TASK BRIEF: Starting at the line that holds "of the purple", restate every line word for word up to and including the last one in the listing below, and omit all pictures.

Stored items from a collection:

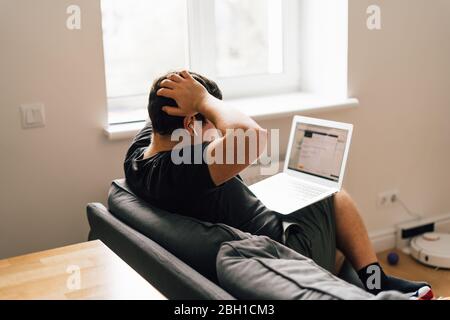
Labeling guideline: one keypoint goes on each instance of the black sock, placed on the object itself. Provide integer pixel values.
(375, 280)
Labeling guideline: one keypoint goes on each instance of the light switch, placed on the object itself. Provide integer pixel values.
(33, 115)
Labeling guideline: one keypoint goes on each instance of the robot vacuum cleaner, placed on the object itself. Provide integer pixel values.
(432, 249)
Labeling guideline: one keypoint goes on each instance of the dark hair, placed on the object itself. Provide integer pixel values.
(163, 123)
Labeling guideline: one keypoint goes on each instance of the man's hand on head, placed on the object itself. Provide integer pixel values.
(188, 93)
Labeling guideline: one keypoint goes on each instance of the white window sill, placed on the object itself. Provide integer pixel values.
(259, 108)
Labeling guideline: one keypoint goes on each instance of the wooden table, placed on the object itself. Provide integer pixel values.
(88, 270)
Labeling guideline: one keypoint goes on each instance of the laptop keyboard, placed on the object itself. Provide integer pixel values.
(303, 191)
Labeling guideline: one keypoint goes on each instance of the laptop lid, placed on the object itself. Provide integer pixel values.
(318, 150)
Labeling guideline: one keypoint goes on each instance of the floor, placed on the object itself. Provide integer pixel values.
(408, 268)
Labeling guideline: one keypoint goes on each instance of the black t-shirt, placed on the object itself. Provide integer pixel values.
(188, 189)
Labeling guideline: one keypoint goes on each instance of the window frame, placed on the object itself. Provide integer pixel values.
(201, 57)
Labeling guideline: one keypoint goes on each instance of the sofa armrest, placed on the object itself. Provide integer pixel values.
(174, 278)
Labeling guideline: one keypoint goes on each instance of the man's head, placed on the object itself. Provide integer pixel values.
(165, 124)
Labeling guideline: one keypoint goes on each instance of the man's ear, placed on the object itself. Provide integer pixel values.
(189, 123)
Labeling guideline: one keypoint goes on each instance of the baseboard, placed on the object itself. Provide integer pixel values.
(386, 239)
(383, 240)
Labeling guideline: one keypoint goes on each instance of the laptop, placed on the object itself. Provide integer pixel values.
(313, 169)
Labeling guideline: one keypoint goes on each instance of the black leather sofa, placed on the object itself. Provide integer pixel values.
(176, 254)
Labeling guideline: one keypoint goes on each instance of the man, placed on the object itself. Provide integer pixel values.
(214, 191)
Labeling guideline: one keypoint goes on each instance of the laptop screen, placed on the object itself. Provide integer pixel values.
(318, 150)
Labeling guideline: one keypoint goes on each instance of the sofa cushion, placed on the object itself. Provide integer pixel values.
(260, 268)
(194, 242)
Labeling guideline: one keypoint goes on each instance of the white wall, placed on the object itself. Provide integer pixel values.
(401, 75)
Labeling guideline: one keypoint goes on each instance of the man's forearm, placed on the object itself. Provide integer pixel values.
(225, 117)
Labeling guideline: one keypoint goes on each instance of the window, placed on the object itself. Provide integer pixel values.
(247, 46)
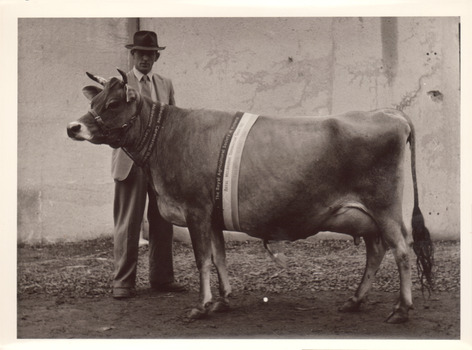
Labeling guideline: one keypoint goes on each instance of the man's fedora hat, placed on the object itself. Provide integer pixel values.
(145, 40)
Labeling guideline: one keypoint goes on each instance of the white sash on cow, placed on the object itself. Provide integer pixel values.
(231, 172)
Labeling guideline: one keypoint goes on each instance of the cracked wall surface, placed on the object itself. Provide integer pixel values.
(271, 66)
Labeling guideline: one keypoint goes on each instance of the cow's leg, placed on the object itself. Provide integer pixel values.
(375, 254)
(201, 243)
(395, 235)
(219, 260)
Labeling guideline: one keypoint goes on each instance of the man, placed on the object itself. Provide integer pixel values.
(131, 189)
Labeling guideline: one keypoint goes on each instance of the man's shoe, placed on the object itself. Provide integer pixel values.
(171, 287)
(123, 293)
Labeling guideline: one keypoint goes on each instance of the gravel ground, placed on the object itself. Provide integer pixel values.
(84, 269)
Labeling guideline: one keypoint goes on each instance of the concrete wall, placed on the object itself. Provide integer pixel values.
(296, 66)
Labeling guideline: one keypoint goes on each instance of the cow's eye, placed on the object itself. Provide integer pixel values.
(113, 104)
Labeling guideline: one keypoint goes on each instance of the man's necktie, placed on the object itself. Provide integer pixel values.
(145, 88)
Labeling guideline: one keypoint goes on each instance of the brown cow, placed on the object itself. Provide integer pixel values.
(298, 176)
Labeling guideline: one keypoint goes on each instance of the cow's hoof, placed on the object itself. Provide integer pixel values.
(350, 306)
(197, 314)
(220, 306)
(397, 316)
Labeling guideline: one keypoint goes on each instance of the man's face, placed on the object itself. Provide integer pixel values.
(143, 60)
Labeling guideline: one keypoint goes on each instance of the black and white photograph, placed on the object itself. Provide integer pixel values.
(287, 178)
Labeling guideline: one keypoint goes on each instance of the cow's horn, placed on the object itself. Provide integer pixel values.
(100, 80)
(123, 74)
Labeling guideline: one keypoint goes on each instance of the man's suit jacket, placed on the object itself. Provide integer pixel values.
(121, 164)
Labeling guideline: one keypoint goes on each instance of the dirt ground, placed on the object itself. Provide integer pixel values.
(64, 292)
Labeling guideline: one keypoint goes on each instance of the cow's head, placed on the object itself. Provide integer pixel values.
(112, 109)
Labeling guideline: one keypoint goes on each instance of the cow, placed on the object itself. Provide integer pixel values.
(298, 176)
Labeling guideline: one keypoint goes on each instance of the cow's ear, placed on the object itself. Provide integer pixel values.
(91, 91)
(131, 94)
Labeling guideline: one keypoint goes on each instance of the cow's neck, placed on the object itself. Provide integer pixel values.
(142, 137)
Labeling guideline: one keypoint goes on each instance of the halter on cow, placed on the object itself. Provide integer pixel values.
(298, 176)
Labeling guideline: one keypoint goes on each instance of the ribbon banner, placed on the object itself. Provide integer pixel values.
(227, 175)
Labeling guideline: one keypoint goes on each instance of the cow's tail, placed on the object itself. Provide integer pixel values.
(422, 244)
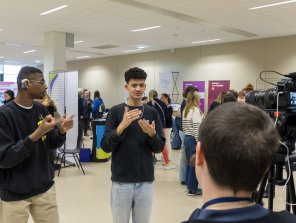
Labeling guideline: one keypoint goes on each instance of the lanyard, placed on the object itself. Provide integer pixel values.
(225, 200)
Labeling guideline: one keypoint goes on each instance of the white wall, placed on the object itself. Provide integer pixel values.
(240, 62)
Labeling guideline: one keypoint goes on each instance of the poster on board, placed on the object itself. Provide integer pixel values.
(215, 87)
(200, 85)
(165, 83)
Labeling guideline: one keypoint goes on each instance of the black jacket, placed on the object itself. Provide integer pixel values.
(25, 169)
(132, 160)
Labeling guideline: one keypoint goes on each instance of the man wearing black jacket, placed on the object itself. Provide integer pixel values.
(133, 132)
(27, 134)
(237, 143)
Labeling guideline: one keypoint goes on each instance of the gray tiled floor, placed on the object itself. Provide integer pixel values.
(85, 198)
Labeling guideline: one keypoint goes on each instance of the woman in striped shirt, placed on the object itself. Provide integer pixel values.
(191, 119)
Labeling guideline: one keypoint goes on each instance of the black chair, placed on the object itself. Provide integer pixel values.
(69, 152)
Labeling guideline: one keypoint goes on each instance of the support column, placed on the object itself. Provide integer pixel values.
(54, 52)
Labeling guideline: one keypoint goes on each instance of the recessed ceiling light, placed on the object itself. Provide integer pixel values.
(205, 41)
(13, 44)
(82, 57)
(30, 51)
(271, 5)
(53, 10)
(142, 46)
(143, 29)
(127, 51)
(10, 61)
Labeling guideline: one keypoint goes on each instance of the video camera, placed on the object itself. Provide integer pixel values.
(280, 104)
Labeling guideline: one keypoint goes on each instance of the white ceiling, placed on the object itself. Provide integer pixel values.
(104, 22)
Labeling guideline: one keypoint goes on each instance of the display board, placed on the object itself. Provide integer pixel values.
(215, 87)
(165, 83)
(63, 89)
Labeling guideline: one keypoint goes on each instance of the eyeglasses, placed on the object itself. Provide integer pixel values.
(42, 82)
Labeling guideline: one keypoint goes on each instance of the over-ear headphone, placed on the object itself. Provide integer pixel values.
(24, 81)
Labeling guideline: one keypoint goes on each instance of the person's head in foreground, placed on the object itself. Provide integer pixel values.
(237, 142)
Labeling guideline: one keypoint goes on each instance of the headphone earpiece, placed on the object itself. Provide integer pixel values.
(24, 82)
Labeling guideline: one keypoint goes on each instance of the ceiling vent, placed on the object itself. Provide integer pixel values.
(104, 47)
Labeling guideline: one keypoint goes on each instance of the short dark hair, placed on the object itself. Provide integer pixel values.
(25, 72)
(189, 88)
(10, 93)
(238, 141)
(135, 73)
(168, 97)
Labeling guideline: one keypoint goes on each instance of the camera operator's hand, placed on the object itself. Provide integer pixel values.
(47, 124)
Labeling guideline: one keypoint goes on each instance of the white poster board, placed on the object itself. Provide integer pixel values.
(63, 89)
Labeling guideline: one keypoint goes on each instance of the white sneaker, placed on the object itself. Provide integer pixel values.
(169, 166)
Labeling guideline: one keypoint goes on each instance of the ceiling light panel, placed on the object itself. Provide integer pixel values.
(30, 51)
(147, 28)
(54, 10)
(273, 4)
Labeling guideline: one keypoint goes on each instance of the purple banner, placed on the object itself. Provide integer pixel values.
(215, 87)
(200, 85)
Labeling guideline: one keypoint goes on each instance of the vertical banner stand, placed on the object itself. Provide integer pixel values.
(175, 92)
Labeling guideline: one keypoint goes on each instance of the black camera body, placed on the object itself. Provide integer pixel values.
(280, 104)
(267, 99)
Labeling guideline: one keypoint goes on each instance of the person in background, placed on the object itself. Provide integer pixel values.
(183, 161)
(27, 133)
(229, 93)
(80, 118)
(133, 133)
(229, 165)
(99, 106)
(165, 98)
(176, 140)
(230, 96)
(249, 87)
(218, 101)
(145, 100)
(87, 109)
(191, 119)
(162, 110)
(8, 96)
(241, 96)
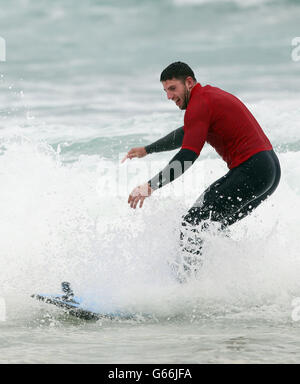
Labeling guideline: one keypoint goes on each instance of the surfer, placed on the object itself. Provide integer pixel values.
(223, 121)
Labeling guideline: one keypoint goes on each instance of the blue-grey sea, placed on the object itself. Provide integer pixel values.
(79, 88)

THE ANSWER:
Labeling guideline: one keypoint goes on each instance of the purple banner, placed on the object itself. Provide integer pixel values.
(215, 87)
(200, 85)
Labeling guideline: one keypoint goes on each instance of the vertical banner stand, placed on the object itself. Provide integer pixel values.
(175, 92)
Labeling guideline: one keypoint goes on each instance of the black camera body, placed on the object itself. Provide integer pixel values.
(280, 104)
(267, 99)
Labeling guideline: one keypoint goes on each instance of the person in background, placed on the object itself. Provide integer pixel values.
(183, 161)
(27, 133)
(229, 93)
(80, 118)
(133, 133)
(229, 165)
(99, 106)
(165, 98)
(176, 140)
(230, 96)
(249, 87)
(218, 101)
(145, 100)
(87, 109)
(191, 119)
(162, 110)
(8, 96)
(241, 96)
Labeling guideline: one keypoint goes on each instance of the surfer, placed on the object itself. Provide integer pixel values.
(223, 121)
Labeling guideline: one keypoint goes on each instance of the blue-grey sea, placed on the object itself. Provide integer pixel values.
(79, 88)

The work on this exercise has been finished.